## TASK PROMPT
Reproduce the section of the pilot records below that begins with the words "Farrow, W.H. 2/Lieutenant." and stops after "H.J. Lieutenant. Pilot.", swapping every "Snevce" for "the airfield".

## READING TEXT
========

He was well known in British East Africa as a big game hunter.
Farrow, W.H. 2/Lieutenant. Pilot.
1st January 1917, Lt Farrow dived on an enemy machine at 10,000 feet, when the German turned suddenly and headed straight for him and with just a second to spare the German dived away but the right wheel of Farrows undercarriage struck the wing tip of the enemy's top plane, which crumpled. Farrows engine then started to cut out and he headed for Snevce, two other enemy machines were engaged at long distance, but kept clear, he was then subjected to violent anti-aircraft fire over Furka but managed to land safely at Snevce.
On April 5th he was badly wounded in combat after bringing down an Albatross, near Bogdanci. He made a good landing at Snevce considering he was only semi-conscious.
Bamford, J.L. 2/Lieutenant.
Pilot. 17 Sqn RFC.
Died in combat on 20th August 1917 during a raid on Prilep.
Gibson, H.J. Lieutenant. Pilot.
Mentioned in Despatches November 28th 1917.

========

## RECORDED INFORMATION
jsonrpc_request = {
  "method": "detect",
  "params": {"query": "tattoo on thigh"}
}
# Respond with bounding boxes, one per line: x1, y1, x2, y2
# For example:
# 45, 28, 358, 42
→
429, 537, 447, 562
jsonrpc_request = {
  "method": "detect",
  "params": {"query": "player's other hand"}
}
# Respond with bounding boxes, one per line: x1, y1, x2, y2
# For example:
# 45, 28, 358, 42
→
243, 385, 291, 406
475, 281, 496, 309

========

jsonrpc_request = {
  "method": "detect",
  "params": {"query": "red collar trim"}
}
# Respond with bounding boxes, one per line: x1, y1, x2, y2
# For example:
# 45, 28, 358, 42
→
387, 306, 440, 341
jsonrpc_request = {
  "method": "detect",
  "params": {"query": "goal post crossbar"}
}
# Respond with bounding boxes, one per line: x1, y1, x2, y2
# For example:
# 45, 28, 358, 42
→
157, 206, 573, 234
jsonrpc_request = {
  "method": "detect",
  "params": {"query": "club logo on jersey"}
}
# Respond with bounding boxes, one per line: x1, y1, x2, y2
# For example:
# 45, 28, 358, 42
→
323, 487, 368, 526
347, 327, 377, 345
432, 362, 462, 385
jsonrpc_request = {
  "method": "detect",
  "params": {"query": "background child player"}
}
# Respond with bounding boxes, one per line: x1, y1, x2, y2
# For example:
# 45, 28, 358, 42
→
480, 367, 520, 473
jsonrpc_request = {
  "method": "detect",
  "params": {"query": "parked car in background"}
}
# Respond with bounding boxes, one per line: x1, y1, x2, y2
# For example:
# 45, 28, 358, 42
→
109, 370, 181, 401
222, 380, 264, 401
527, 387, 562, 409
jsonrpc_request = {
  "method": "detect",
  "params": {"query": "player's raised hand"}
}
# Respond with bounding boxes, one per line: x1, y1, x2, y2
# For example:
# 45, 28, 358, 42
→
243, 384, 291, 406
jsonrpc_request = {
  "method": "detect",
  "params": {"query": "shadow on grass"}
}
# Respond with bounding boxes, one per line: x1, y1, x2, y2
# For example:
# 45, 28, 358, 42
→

========

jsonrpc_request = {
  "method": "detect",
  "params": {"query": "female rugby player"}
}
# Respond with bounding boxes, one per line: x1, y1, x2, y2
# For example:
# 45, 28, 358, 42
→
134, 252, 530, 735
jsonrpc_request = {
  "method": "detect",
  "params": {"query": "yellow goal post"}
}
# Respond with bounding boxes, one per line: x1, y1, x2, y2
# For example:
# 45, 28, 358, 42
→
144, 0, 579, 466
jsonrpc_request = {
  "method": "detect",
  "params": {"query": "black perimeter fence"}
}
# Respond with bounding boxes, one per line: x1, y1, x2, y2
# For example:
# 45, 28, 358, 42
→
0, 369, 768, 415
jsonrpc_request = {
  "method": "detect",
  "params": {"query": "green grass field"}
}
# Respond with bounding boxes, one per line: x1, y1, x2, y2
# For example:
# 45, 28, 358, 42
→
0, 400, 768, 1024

========

## EXERCISE RESULT
Farrow, W.H. 2/Lieutenant. Pilot.
1st January 1917, Lt Farrow dived on an enemy machine at 10,000 feet, when the German turned suddenly and headed straight for him and with just a second to spare the German dived away but the right wheel of Farrows undercarriage struck the wing tip of the enemy's top plane, which crumpled. Farrows engine then started to cut out and he headed for the airfield, two other enemy machines were engaged at long distance, but kept clear, he was then subjected to violent anti-aircraft fire over Furka but managed to land safely at the airfield.
On April 5th he was badly wounded in combat after bringing down an Albatross, near Bogdanci. He made a good landing at the airfield considering he was only semi-conscious.
Bamford, J.L. 2/Lieutenant.
Pilot. 17 Sqn RFC.
Died in combat on 20th August 1917 during a raid on Prilep.
Gibson, H.J. Lieutenant. Pilot.